→ Records provided:
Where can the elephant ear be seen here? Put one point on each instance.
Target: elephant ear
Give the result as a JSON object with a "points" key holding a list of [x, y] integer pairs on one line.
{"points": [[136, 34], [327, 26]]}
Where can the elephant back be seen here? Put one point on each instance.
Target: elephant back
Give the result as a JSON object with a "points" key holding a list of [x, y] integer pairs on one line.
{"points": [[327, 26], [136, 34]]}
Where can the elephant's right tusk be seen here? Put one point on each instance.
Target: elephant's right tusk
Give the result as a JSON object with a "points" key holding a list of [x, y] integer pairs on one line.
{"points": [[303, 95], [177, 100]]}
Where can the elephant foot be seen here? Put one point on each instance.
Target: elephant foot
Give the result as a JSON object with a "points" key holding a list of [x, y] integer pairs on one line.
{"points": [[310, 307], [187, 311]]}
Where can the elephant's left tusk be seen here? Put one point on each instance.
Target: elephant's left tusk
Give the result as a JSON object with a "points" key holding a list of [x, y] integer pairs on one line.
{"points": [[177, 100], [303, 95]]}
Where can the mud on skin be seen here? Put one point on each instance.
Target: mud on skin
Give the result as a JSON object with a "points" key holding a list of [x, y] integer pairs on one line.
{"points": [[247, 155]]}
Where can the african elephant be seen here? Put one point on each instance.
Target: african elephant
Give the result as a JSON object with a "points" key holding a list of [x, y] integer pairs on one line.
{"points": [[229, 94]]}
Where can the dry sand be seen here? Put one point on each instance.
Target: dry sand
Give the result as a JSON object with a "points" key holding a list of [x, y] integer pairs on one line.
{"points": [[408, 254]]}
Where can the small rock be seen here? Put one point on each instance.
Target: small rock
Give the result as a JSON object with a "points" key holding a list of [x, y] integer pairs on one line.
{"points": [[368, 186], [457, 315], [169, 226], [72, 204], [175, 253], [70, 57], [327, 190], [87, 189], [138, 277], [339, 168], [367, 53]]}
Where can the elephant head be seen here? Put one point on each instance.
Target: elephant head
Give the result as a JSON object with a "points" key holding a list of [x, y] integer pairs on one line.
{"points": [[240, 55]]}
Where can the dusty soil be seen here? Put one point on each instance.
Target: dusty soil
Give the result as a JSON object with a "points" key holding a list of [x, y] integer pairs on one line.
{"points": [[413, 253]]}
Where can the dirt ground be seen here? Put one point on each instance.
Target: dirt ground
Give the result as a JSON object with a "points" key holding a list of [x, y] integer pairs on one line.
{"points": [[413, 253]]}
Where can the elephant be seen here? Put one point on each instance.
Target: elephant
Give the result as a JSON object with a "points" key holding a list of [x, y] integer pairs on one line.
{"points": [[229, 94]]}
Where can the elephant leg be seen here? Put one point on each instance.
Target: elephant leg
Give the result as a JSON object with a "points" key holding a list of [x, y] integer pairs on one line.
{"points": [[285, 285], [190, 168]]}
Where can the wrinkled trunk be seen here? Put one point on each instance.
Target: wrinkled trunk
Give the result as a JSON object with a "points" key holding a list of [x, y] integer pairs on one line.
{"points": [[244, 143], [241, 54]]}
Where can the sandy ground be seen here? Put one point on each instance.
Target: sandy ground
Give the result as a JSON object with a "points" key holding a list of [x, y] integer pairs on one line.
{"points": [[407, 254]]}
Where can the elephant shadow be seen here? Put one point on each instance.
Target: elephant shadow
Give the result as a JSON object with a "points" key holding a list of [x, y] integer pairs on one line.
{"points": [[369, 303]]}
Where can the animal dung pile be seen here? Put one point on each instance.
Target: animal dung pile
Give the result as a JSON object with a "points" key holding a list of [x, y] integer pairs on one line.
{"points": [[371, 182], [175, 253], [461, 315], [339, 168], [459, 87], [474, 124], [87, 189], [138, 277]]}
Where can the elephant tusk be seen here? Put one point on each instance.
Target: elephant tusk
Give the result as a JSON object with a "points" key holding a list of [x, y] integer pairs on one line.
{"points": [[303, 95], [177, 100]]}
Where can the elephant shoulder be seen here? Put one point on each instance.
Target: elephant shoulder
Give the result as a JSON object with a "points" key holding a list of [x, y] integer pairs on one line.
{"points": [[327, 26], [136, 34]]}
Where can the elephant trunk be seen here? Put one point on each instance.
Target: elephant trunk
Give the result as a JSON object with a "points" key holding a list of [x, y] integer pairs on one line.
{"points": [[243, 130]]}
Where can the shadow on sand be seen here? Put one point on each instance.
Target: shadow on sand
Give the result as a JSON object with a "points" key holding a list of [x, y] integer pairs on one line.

→ Short exercise: Word for word, write out all of the data above.

→ Final answer:
Where can the elephant ear be seen here? Put one point on each instance.
Target: elephant ear
Give the result as a JSON object with a "points" key holding a list of [x, y] integer pairs on one line.
{"points": [[136, 34], [327, 26]]}
Where can the elephant back be seen here? Put one point on each instance.
Target: elephant back
Give the result as a JSON object with a "points" key holding a list of [x, y] integer pairs on one line.
{"points": [[327, 26], [136, 34]]}
Where can the elephant's right tusk be seen here? Put one point on each instance.
Target: elephant's right tusk
Give the result as a JSON object with a "points" key holding a list of [x, y] integer pairs on one line.
{"points": [[303, 95], [177, 100]]}
Where can the elephant foot be seen here? Put one point on each instance.
Target: elephant foot
Give the result as a JSON object with a "points" key holding a list of [x, y] integer pairs on one line.
{"points": [[310, 307], [187, 311]]}
Where can the elephant's left tusk be seen here? Put one point on each instance.
Target: elephant's left tusk
Give the result as a JSON object with a "points" key holding a list of [x, y] integer pairs on one line.
{"points": [[177, 100], [303, 95]]}
Where can the mud on skin be seen here? Put one point on each instance.
Target: mud on skin
Give the result as a JSON object with a "points" key holding a list of [x, y] integer pairs on one line.
{"points": [[247, 155]]}
Where can the african elephant be seen here? Put one point on each instance.
Target: african elephant
Give the result as a JSON object with a "points" key holding a list of [x, y] integer pairs on one line.
{"points": [[229, 94]]}
Where can the dry sand be seen here? Put one point on each instance.
Target: dry sand
Give the result as a JSON object with a "points" key holding a list of [x, y] integer pairs on one line.
{"points": [[408, 254]]}
Where can the small rock be seen here? Put one point on each instance.
Target: small rock
Give the result as a JSON object with a "points" key holding a list of [x, y] integer pairs on one line.
{"points": [[368, 186], [457, 315], [169, 226], [72, 204], [175, 253], [70, 57], [327, 190], [87, 189], [138, 277], [339, 168], [367, 53]]}
Where can the elephant head be seen here? Put one point on each instance.
Target: elephant head
Give the result as a JSON object with a "points" key holding a list of [x, y] integer pairs on one line.
{"points": [[240, 55]]}
Where can the dusty soil be seen here? Put one point on each instance.
Target: dusty soil
Give the result as a JSON object with a "points" key holding a list of [x, y] integer pairs on one line.
{"points": [[413, 253]]}
Where can the dirt ground be seen here? Put one point on each instance.
Target: dirt ground
Give the result as a JSON object with a "points" key holding a list of [x, y] integer pairs on one line.
{"points": [[413, 253]]}
Where can the elephant be seen here? Put one point on each instance.
Target: elephant
Give the result as a JSON object with a "points" key holding a list of [x, y] integer pairs on one line.
{"points": [[229, 94]]}
Where can the elephant leg be seen here? Put one point on each instance.
Target: elephant leg
Give the result as a JSON object with a "points" key holding a list of [x, y] integer pairs on one line.
{"points": [[285, 285], [190, 168]]}
Where can the wrinkled trunk be seen here? Put one point on each instance.
Target: wrinkled trunk
Give the result as a JSON object with a "points" key holding a list of [x, y] integer pairs on one line.
{"points": [[244, 143], [241, 54]]}
Where can the sandy ground be seen here? Put one point on each instance.
Target: sandy ground
Give the result as a JSON object with a "points" key holding a list of [x, y] integer pairs on one line.
{"points": [[407, 254]]}
Where can the elephant shadow be seen here? Put one point on each instance.
Target: elephant shadow
Give the result as a JSON object with a "points" key holding a list of [x, y] integer pairs on one line.
{"points": [[369, 303]]}
Where can the animal dung pile be seen here? Put one point on each instance.
Target: animal dung pile
Give the result as a JSON object with a "points" key holding a list of [x, y] integer pairs on one line.
{"points": [[371, 182], [175, 253], [461, 315], [339, 168], [459, 87], [474, 124], [87, 189], [138, 277]]}
Where can the elephant tusk be seen here? Put one point on each instance.
Target: elephant tusk
Give the result as a JSON object with a "points" key holding a list of [x, y] integer pairs on one line.
{"points": [[303, 95], [177, 100]]}
Where can the elephant shoulder be seen here? Put one point on each instance.
Target: elephant shoulder
Give the result as a JSON object with a "points" key holding a list of [x, y] integer pairs on one line.
{"points": [[327, 26], [136, 34]]}
Where can the elephant trunk be seen here? Put one point on each instance.
Target: elephant trunk
Give the result as a JSON object with a "points" key holding a list of [x, y] integer pairs on one line.
{"points": [[243, 130]]}
Where can the shadow on sand be seen here? Put one point on each instance.
Target: shadow on sand
Give the result as a JSON object with a "points" key holding a list of [x, y] integer pairs on one line.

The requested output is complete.